Pick up the forum thread on counterfactual definiteness after its last sentence and continue writing it.

▶ _Passage shown_

_ _ _ _ _

This is not my understanding of CFD. CFD means that, looking forward, if I can predict with 100% accuracy the outcome of a particular measurement, then I am justified in assuming, looking backward, that, not having made such a measurement, but if I had made such a measurement, it would have given the predicted results. Classically, this is so trivially true as to be not worth mentioning, but in QM, where one measurement may preclude another (e.g. measuring momentum precludes measuring position simultaneously), it needs to be examined.

In the case of Bell, you can illustrate the paradox with just one pair of measurements along with the statement "Although Alice and Bob did not align their detectors, had they aligned their detectors, they would have measured equal and opposite spins." This is an acceptance of CFD and produces the paradox. Rejecting CFD removes the paradox, and the need for superluminal effects to resolve the paradox.

 

[JesseM]

Rejecting CFD removes the paradox, and the need for superluminal effects to resolve the paradox.

But "superluminal effects" are only needed in a realistic model whose basic elements are localized "beables" (see Bell's paper The Theory of Local Beables), and predictions about experimental results are derived from the behavior of these beables. What Bell proves is that if you have such a model, there's no way to have it also be true that these local beables are only causally influenced by events in their past light cone. If you look at the definition of local realism I gave in [post=3231977]this post[/post], then the idea is that if you accept part 1) of my definition there, according to QM part 2) can't also be correct. But if you don't accept 1) in the first place, as your preference for pure QM with no hidden variables would suggest, then you're free to adopt some totally different definition of "locality" like one that just says that it's impossible to use measurements to transmit messages faster-than-light. The issue of QM being incompatible with locality only comes up when you use a definition of "locality" based on the realistic assumption that there must be a model that breaks up the state of a region at any given time into a collection of localized facts, as outlined in part 1) of my definition, and then says that causal influences between these localized facts shouldn't move faster than light.

 

[DrChinese]

This is not my understanding of CFD. CFD means that, looking forward, if I can predict with 100% accuracy the outcome of a particular measurement, then I am justified in assuming, looking backward, that, not having made such a measurement, but if I had made such a measurement, it would have given the predicted results. Classically, this is so trivially true as to be not worth mentioning, but in QM, where one measurement may preclude another (e.g. measuring momentum precludes measuring position simultaneously), it needs to be examined.

In the case of Bell, you can illustrate the paradox with just one pair of measurements along with the statement "Although Alice and Bob did not align their detectors, had they aligned their detectors, they would have measured equal and opposite spins." This is an acceptance of CFD and produces the paradox. Rejecting CFD removes the paradox, and the need for superluminal effects to resolve the paradox.

Counterfactual definteness does not require you be able to predict something in advance. That is more related to the EPR definition of elements of reality. They are related. This is certainly a classical concept regardless of where you draw the line.

_ _ _ _ _

▶ _Material provided_

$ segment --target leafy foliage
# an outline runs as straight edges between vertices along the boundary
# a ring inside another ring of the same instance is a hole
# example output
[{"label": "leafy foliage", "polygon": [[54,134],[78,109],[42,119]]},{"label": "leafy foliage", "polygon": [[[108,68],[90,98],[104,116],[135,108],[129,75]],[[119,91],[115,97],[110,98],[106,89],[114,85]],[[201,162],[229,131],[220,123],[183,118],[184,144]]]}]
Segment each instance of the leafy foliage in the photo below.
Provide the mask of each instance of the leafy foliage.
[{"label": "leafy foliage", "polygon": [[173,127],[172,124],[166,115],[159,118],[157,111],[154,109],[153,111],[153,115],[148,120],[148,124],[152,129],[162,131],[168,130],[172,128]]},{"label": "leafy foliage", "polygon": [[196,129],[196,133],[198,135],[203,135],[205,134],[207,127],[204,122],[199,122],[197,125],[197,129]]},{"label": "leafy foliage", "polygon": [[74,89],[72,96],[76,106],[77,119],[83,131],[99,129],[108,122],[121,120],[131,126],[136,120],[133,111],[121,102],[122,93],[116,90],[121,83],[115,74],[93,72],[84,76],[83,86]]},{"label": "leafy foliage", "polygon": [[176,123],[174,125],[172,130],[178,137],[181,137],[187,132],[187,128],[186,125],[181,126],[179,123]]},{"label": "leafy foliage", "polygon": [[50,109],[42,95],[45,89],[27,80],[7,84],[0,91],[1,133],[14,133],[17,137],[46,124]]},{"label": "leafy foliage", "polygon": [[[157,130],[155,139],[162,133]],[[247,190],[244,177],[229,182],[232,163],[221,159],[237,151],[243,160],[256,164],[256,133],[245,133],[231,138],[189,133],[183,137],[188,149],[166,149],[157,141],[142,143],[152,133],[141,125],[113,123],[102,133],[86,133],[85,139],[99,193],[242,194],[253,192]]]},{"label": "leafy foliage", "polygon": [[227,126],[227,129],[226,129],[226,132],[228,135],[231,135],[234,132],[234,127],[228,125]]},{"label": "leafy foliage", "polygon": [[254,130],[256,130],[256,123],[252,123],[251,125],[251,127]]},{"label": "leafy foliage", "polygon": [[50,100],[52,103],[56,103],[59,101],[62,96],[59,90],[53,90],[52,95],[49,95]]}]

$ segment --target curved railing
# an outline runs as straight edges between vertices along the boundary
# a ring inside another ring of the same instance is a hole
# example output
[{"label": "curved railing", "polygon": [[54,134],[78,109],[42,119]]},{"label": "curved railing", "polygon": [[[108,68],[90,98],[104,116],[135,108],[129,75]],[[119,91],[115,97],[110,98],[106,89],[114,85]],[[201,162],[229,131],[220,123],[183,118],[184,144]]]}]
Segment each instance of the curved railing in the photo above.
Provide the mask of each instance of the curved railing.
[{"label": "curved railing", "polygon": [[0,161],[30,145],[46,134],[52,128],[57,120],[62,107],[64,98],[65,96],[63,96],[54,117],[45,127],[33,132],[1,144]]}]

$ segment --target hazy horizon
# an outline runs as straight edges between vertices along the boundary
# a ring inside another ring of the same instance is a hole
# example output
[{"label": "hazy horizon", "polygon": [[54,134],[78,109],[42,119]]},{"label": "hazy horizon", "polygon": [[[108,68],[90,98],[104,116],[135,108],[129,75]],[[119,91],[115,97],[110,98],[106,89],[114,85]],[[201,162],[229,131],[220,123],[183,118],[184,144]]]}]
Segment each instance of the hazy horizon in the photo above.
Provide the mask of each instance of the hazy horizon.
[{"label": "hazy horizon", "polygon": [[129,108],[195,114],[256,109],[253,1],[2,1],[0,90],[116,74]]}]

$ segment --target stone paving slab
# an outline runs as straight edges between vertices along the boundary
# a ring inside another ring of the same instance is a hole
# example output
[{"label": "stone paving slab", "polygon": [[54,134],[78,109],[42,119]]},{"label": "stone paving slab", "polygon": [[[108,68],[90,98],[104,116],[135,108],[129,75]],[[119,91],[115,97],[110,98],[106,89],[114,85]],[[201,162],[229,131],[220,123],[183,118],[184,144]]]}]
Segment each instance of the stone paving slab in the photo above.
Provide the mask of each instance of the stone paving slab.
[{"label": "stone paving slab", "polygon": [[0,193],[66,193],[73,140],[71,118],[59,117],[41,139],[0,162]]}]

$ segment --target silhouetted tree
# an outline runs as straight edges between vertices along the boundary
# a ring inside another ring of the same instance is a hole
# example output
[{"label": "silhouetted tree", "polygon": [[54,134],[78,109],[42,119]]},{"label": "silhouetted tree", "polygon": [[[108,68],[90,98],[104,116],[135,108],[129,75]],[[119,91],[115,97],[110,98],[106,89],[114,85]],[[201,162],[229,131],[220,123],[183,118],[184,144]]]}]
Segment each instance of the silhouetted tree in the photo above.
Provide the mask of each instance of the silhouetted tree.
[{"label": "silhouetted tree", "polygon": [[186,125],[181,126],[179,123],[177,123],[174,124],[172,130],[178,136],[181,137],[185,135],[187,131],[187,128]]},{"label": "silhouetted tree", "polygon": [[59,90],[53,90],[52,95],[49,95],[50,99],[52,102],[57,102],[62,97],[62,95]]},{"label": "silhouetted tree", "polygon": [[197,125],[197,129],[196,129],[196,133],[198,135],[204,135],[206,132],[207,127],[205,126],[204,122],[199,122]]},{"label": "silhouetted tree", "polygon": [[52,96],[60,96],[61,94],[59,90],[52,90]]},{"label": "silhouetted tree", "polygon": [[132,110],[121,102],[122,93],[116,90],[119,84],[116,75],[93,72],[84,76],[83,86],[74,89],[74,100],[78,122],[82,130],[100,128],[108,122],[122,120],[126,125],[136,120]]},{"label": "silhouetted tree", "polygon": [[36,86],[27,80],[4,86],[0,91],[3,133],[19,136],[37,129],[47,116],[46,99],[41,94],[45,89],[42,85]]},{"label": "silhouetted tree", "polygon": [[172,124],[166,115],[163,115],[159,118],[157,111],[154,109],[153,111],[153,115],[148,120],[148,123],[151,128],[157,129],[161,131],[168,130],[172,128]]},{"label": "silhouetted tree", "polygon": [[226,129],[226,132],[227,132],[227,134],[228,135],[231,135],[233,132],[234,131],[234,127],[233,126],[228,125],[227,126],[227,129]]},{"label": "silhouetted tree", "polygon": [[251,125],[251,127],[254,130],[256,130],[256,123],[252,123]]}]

_ _ _ _ _

▶ _Task response_
The issue with Bell is quite different per your second paragraph. You don't really need the requirement that the spins be opposite. More that they have a value.

 

[yoda jedi]

Rejecting CFD removes the paradox, and the need for superluminal effects to resolve the paradox.

not necessarily, just postulating nonseparability is enough.


.

 

[yoda jedi]

"EPR reality" is much more narrow than the common concept of "reality"!

of course you are Right.
Reality is what exist, the state of things as they actually exist. "No Strings Attached".

with CFD or without CFD.


.

 

[billschnieder]

The issue with Bell is quite different per your second paragraph. You don't really need the requirement that the spins be opposite. More that they have a value.

Hidden in the highlighted phrase is a modal fallacy. A prediction MUST always be conditioned on the assumptions, ie it can not be true apart from its conditioning assumptions. For example "If Bob and Alice measure the two photons at angles b and a, they will obtain x, and y" and "If Bob and Alice measure the two photons at angles c and d, they will obtain r, and s" These two statements can both be true at the same time because they both contain their conditioning statements built in. However, this does not mean "x, y, r, and s" must simultaneously exist. Which ones exist, will depend on which of the conditioning statements were actually realized based on which experiment has already been performed. Say Alice and Bob have measure the two photons at angles a and b. At that instance, "x and y" have independent truth values because it is a fact that Alice and Bob have measured at b and a. However, the other statement now becomes a counterfactual statement. "Had Bob and Alice measured the two photons at angles c and d, they would have obtained r, and s". This statement is still true, but "r and s" do not have independent truth values from the conditioning statements. In fact they can never have, because the two photons have already been measured and destroyed in the process.

Bell and his proponents insist that realism must mean "x, y, r and s" all have simultaneous reality independent of any conditioning statements. This is an unreasonable expectation and points to a naive understanding of simple modal logic. You can have a local realistic theory with hidden variables governing photons and still be limited by the fact that Bob and Alice can not repeat their measurement on the same two photons already measured and destroyed. You can even have non-locality with spooky action at a distance and still "x, y, r and s" will not have simultaneous reality for the same simple logical reasons.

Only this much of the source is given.